··· Material supplied ···

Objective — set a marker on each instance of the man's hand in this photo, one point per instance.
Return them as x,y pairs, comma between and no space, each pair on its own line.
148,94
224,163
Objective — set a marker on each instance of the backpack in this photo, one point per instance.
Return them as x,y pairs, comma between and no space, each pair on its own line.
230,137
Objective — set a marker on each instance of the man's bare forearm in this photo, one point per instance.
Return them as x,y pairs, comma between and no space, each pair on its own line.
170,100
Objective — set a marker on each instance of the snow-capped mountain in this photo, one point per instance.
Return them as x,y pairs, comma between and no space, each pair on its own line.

···

Exercise description → Reproduce each entry above character for character.

Answer to this exercise →
Objective — set a marker on each instance of the man's hand in this photo, one point per instance.
Return them as x,y pairs, comma between and no space, each pair on its own line.
148,94
224,163
Objective — set a marker on each instance of the backpack in this photo, one point per instance.
Return them as x,y pairs, comma between and no space, each pair on its own line.
230,137
Objective — set a marker on each instance of the man's bare forearm in this photo, one point per instance.
Return them as x,y pairs, comma between and no space, each pair on its own line.
170,100
Objective — set a marker on each instance of the snow-capped mountain in this photo, one point per instance.
Return them as x,y pairs, comma between and no space, each pair on its own line.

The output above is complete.